Dad I’m living in a SRO, but it’s really cool. Don’t be mad ok?

But actually calling it a SRO is a bit negative. It’s a very small studio or maybe if you were really optimistic a very small loft (since loft seems to mean now apartment with no walls.)

I sublet a portion of my studio in Boyle Heights that I was illegally living in and I’m now using that income to pay for me to live at the Rosslyn.

Is that welfare? Is that capitalism? I don’t know it’s maybe a mixture of both.

I missed that Sex in the City gene of loving to shop and waste money (hey I thought that show was supposed to be satire…) To me paying rent is a waste of money, which means you should pay the least amount of rent that you can get away with.

In college when I moved out of the dorms I lived on Sunset and Fairfax directly across the street from the Virgin Megastore for four hundred dollars a month. Yes four hundred dollars!!!

That was one of my most proud achievements as a college student. I would invite people over and go, “Guess how much I pay?”

My old friends have grown tired of this game and always say thing like “Two dollars.”

Such jerks. That destroys the whole beauty of the game.

I’m currently wearing a coat that costs me five dollars. There is this great store by the Hammer, everything is five dollars.

In LA no one admires thrifty people.

I’m the cheapest most glamorous woman in the world.

I had a friend who used to brag about how she paid one million dollars to live in Mar Vista. I always thought that was a horrible story.

My parents are working class stock. I remember when applying to college my dad was actually very proud of the fact that he had worked so much over-time that I no longer qualified for need based financial aid.

My dad was happy to pay for my tuition at Mount St Mary’s College. He would have been happy to pay for me to go anywhere.

He had pasted the letters of the schools I had been accepted at and my SAT scores on his desk. The point of this I guess was because he was proud of me or maybe it was to show the guys at his job how much better his kid was in comparison to theirs.

Possibly it was both?

“She’s like that girl on Head of the Class,” Daddy.

Head of the Class was a TV show in the 80s where a bunch of gifted kids got to talk about how gifted they were.

I attempted to use that TV show as evidence of why I should not have to be forced into the LA Archdiocese school system for my final years of school, didn’t work..

His dream for me was for me to go to law school and to become super rich and to maybe get over my dressing like a homeless person thing.

“Do you need some money, so you can do something more fancy with your hair?” Daddy.

My mom tried more drastic measures. She would just throw my clothes away and my tennis shoes, tennis shoes that I had systematically made dirty and holey on purpose.

→ INFORMATION:
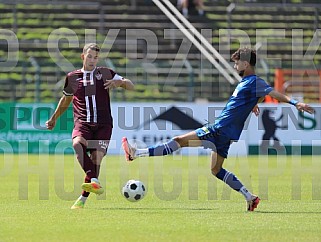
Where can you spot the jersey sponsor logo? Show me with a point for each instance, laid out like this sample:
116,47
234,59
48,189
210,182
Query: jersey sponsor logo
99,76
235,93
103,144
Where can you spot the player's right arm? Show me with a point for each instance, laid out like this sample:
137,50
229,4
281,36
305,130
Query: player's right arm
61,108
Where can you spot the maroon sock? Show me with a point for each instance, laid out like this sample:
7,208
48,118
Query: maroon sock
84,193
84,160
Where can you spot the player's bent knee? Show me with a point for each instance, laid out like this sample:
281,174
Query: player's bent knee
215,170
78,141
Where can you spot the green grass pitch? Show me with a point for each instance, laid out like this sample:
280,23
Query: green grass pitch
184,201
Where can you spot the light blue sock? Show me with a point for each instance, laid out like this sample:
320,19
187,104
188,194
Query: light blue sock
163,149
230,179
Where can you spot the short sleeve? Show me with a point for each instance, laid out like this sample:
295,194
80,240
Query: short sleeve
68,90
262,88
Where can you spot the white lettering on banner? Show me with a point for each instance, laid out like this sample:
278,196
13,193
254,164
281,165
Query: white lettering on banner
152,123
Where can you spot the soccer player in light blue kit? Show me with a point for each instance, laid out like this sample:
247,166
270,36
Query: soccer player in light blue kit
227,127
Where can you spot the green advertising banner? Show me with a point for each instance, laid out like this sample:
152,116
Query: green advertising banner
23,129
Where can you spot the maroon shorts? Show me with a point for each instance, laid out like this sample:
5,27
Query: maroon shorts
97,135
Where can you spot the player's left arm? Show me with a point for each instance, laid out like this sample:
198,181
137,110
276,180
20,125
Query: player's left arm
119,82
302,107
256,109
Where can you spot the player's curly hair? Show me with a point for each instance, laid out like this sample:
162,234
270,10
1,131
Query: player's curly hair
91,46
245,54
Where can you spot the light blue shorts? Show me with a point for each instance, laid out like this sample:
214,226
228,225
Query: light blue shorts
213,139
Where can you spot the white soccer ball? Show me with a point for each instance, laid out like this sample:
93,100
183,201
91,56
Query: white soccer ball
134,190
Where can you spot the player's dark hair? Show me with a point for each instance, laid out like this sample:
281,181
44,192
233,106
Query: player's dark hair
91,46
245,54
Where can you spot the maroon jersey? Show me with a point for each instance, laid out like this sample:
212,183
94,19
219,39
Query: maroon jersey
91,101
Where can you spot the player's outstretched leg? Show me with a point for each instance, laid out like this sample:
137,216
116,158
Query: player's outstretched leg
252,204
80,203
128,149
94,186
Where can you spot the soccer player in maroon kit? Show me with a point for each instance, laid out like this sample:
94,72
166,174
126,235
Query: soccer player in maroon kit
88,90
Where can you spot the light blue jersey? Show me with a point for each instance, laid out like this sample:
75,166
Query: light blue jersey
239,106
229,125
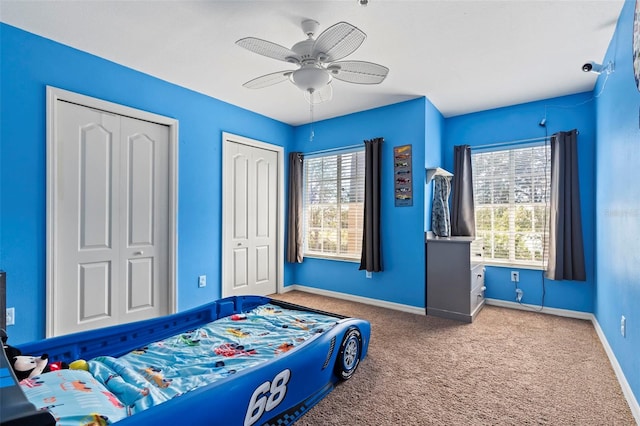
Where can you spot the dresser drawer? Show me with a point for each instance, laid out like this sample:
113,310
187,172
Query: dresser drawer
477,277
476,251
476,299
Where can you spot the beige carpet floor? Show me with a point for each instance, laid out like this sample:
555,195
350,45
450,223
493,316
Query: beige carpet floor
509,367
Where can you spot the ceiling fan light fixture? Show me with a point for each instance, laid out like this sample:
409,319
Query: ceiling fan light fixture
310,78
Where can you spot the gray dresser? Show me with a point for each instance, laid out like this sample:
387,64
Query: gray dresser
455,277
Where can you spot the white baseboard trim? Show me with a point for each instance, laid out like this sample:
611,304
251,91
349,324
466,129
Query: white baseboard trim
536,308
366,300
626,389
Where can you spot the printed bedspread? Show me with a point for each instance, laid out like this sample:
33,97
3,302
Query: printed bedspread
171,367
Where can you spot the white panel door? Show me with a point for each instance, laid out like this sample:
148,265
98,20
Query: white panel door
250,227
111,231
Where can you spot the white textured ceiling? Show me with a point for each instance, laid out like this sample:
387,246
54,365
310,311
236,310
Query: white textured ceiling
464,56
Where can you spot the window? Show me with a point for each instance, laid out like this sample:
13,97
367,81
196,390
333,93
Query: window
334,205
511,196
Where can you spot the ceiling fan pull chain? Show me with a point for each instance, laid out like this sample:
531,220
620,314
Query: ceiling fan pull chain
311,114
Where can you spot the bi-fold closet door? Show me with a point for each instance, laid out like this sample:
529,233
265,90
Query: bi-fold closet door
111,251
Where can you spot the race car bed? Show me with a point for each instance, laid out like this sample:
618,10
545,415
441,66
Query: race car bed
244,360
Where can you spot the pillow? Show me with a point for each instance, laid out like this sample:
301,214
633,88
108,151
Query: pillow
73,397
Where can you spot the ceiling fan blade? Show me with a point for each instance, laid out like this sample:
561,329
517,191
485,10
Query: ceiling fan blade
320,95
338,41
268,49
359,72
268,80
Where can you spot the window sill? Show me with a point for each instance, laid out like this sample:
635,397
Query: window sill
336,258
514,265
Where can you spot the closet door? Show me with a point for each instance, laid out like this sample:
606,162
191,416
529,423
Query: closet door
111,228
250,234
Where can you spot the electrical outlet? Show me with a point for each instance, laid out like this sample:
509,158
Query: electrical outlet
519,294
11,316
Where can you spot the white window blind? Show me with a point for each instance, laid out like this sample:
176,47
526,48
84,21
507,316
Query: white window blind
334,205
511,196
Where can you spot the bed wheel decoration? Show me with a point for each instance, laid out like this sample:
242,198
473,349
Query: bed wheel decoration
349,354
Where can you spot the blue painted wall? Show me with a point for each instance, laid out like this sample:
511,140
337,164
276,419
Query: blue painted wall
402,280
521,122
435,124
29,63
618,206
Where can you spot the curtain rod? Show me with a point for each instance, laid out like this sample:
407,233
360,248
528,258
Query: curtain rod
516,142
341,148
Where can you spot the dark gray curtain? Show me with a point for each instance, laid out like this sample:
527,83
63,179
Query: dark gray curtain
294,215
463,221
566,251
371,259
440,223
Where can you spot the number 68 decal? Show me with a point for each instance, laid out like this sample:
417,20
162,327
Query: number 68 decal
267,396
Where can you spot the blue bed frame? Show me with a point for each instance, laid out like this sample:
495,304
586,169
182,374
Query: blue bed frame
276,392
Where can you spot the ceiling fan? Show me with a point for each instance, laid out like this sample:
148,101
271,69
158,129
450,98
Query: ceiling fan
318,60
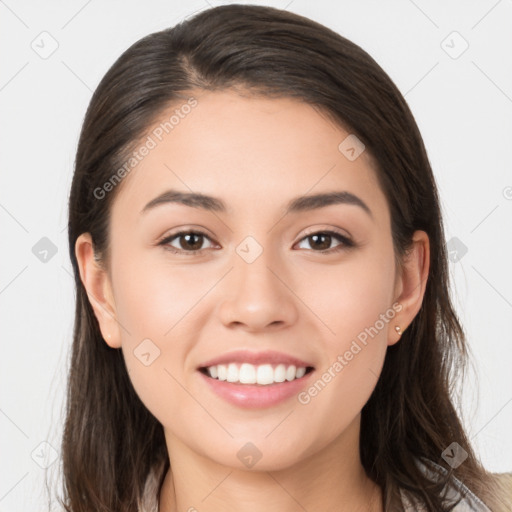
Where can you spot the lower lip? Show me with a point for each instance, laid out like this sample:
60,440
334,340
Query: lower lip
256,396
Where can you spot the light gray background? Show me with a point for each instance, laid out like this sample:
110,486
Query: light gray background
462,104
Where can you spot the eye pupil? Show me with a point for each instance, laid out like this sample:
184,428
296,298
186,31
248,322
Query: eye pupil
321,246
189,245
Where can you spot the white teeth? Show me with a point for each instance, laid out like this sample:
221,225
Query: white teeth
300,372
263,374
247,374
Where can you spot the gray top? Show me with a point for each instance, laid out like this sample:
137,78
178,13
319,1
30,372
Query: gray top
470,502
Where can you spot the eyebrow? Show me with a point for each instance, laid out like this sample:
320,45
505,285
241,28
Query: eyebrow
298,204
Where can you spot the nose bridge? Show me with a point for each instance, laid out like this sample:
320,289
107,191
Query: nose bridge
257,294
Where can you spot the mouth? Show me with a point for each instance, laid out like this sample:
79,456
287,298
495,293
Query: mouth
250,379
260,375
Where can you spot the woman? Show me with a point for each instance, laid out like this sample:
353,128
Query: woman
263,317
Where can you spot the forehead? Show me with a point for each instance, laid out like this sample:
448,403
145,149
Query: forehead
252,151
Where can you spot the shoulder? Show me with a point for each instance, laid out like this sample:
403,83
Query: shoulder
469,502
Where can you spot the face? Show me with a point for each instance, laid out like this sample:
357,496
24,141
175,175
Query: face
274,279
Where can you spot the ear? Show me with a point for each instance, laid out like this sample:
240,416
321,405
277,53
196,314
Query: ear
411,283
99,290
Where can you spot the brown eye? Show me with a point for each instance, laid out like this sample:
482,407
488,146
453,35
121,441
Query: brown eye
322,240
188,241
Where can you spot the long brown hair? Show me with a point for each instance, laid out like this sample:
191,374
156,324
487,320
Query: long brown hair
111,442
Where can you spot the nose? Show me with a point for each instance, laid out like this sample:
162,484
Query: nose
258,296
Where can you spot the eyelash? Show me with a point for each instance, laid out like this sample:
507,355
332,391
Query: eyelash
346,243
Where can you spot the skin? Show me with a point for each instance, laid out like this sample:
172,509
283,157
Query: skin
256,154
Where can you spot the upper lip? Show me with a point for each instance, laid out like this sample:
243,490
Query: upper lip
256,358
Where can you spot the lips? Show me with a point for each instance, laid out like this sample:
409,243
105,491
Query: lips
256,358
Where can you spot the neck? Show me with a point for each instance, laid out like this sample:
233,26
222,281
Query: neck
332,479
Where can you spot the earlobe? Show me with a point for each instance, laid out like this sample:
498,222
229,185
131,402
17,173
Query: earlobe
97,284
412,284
--
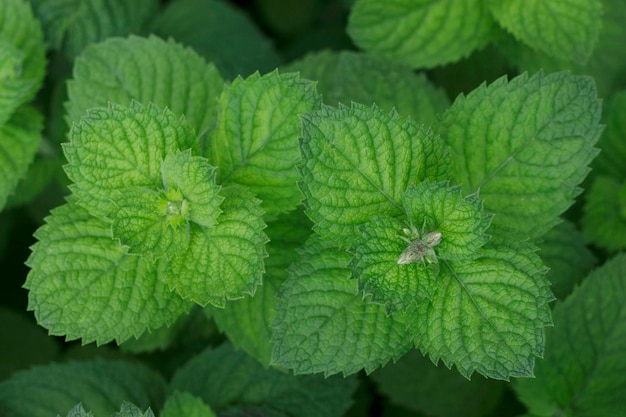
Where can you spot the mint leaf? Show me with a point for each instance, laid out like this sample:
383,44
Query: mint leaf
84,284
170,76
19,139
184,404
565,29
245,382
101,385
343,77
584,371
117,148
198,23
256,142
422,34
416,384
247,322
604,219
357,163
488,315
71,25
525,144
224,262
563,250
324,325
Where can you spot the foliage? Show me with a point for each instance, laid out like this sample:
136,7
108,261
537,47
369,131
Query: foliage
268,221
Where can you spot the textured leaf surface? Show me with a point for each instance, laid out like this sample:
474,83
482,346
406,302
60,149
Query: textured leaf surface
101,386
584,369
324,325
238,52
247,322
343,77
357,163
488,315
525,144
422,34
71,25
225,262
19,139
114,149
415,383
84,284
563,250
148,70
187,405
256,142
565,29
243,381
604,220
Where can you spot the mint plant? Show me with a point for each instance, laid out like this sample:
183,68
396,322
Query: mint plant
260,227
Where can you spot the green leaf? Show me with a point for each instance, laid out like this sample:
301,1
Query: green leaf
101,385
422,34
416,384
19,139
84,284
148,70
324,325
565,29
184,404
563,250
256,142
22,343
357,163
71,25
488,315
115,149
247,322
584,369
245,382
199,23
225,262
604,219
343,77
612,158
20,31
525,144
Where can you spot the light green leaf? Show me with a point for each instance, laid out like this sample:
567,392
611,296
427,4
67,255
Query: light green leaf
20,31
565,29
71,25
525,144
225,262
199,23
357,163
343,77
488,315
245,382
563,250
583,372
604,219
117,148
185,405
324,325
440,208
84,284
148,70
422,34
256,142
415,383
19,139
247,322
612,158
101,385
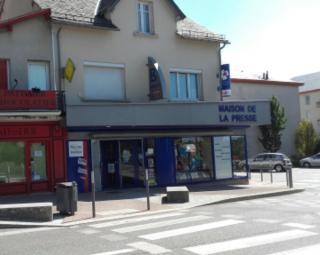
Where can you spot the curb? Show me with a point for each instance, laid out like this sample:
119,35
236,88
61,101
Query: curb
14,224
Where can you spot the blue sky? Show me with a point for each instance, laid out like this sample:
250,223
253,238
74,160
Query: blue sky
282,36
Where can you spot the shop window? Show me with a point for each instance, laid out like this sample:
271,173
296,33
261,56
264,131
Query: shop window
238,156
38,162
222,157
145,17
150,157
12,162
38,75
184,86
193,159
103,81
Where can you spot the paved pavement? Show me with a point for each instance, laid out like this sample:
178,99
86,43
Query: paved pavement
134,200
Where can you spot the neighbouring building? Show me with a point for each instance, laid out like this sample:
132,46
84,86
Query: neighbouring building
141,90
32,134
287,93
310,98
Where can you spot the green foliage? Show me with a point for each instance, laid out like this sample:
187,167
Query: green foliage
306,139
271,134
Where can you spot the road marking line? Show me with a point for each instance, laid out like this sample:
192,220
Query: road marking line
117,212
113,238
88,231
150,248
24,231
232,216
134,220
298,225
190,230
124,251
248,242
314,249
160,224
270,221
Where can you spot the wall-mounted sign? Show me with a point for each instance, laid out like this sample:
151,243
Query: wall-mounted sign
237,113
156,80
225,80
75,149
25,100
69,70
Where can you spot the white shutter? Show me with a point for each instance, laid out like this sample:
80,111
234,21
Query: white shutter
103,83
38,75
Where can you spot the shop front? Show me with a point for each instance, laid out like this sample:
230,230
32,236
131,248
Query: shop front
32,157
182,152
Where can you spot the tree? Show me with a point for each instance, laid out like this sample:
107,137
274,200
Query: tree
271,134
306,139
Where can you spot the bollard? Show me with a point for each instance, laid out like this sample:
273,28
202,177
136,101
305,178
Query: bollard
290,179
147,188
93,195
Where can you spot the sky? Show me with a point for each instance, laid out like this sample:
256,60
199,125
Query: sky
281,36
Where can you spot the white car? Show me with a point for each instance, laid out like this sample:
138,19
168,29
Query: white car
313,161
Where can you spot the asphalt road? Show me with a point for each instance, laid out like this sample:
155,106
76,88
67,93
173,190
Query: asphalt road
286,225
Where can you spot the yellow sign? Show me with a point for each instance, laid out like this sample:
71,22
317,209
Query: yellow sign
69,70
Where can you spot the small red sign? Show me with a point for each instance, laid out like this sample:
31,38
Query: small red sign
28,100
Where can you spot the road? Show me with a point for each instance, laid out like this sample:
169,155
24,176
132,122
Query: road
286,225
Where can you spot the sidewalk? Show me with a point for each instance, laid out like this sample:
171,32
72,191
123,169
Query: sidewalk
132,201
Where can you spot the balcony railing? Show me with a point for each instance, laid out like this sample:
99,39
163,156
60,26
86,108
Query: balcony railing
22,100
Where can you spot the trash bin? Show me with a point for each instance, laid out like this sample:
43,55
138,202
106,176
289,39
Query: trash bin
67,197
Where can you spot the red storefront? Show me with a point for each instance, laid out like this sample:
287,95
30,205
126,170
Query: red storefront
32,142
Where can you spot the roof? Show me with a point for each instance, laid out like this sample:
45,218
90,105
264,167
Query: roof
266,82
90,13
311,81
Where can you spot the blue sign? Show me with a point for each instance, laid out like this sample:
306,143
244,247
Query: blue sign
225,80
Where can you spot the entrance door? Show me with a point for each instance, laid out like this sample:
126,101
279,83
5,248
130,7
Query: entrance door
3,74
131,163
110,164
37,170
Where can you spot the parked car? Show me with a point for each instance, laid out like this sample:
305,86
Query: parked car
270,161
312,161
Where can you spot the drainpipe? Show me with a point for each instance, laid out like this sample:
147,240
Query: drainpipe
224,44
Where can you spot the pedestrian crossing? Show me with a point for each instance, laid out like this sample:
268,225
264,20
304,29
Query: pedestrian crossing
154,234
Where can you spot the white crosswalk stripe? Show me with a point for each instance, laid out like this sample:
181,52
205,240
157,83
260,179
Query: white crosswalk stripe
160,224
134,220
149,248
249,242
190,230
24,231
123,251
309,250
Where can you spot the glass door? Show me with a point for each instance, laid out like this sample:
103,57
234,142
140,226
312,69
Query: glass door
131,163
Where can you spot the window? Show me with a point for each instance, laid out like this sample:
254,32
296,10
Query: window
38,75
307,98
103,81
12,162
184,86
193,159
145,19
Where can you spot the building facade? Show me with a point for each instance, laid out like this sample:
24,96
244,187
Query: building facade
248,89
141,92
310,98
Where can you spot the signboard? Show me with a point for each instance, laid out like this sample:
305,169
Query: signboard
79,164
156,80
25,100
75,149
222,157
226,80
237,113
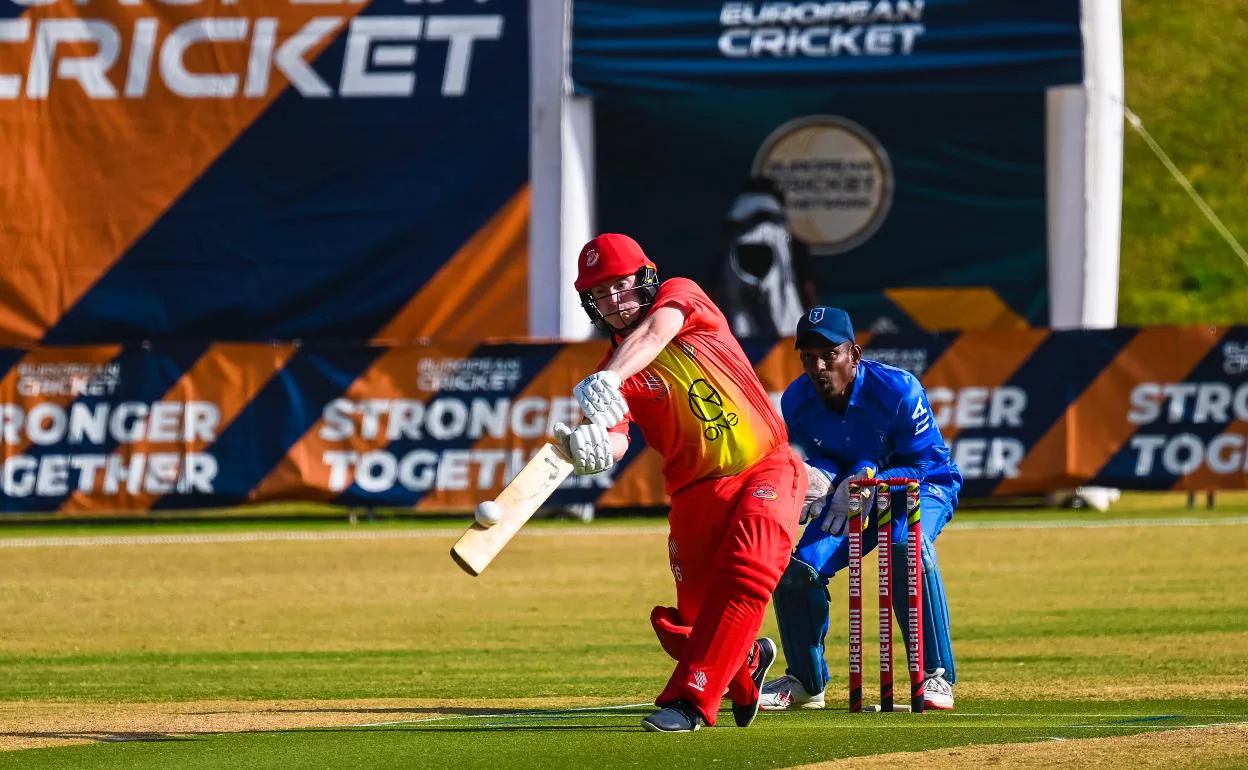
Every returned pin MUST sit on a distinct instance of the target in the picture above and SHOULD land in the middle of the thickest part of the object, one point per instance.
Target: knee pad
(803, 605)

→ REQUIRED ACTION 1:
From the essay about cheap living, output the passage that begins at the words "He had pasted" and stops after "school, didn’t work..".
→ REQUIRED ACTION 2:
In the essay about cheap living, how much did the writer pay in monthly rent while living on Sunset and Fairfax in college?
→ REQUIRED ACTION 3:
Write the next part of the essay about cheap living, starting after its last sentence.
The rows are unrelated to the essay about cheap living and stand as separate material.

→ ANSWER AREA 1:
He had pasted the letters of the schools I had been accepted at and my SAT scores on his desk. The point of this I guess was because he was proud of me or maybe it was to show the guys at his job how much better his kid was in comparison to theirs.

Possibly it was both?

“She’s like that girl on Head of the Class,” Daddy.

Head of the Class was a TV show in the 80s where a bunch of gifted kids got to talk about how gifted they were.

I attempted to use that TV show as evidence of why I should not have to be forced into the LA Archdiocese school system for my final years of school, didn’t work..

→ ANSWER AREA 2:
Four hundred dollars a month.

→ ANSWER AREA 3:
“You’re such a pretty girl, why do you want to look like a bum?” Mommy.

My first day of law school I went out to smoke and never went back. I guess I’m sort of a cliche.

Yeah so going back to my super cheap apartment.

Want to know how cheap it is 549 dollars a month. I’m thinking about just paying the whole year in advance, because 549 dollars. That’s practically free. I’m practically living in LA for free.

I also don’t have a car.

I won’t use my credit cards.

I got some half-ass scholarships, but mainly I got through school the old fashioned way, working. Eventually I got smart and became a school employee, a real one, so I could get a 50% discount on tuition (I was the worst secretary in the WORLD) and before I moved off campus I was a RA (at a different college—long story,) which included free rent and a stipend, but I hated telling people what to do. I was also bad in emergencies.

“There’s a fire Browne,” resident.
“I’m kind of busy smoking right now,” Browne.

So I have no college loans (thanks in part to Daddy who thought working on Christmas was the most fabulous thing ever!!!)

LA is one of the easiest big cities to live in, because the only thing that really costs money is the bells and whistles.

It’s the appearance of things we all get caught up in.

Unless you have kids and then this place is insane.

The Rosslyn has some weirdoes, well it has lots of weirdoes, but your rent is 549 dollars, which frees you to never have to be around the weirdoes.

I’m actually saving to buy a repo’d condo. I saw some for less that 200k. Can you imagine what it will be like at the end of next year?

Actually I’m kidding. I don’t want a repo’d condo, that seems like bad karma. I don’t want some else’s bad luck. Maybe a place in Paris or Lagos, so when this place becomes like Mad Max I will have a place to stay.

It may sound like I’m bragging. Well I am, but I just have never put much value on stuff.

I sometimes wish I liked stuff, my life would be so much easier.

I like drinking, hanging out with my significant other and going on vacation. In college I worked 40 plus hours a week at certain points, while taking 18 units (I hated homework and felt getting out of college as quickly as possible would help in making the homework thing go away, who knew all of these other problems would pop up after college.)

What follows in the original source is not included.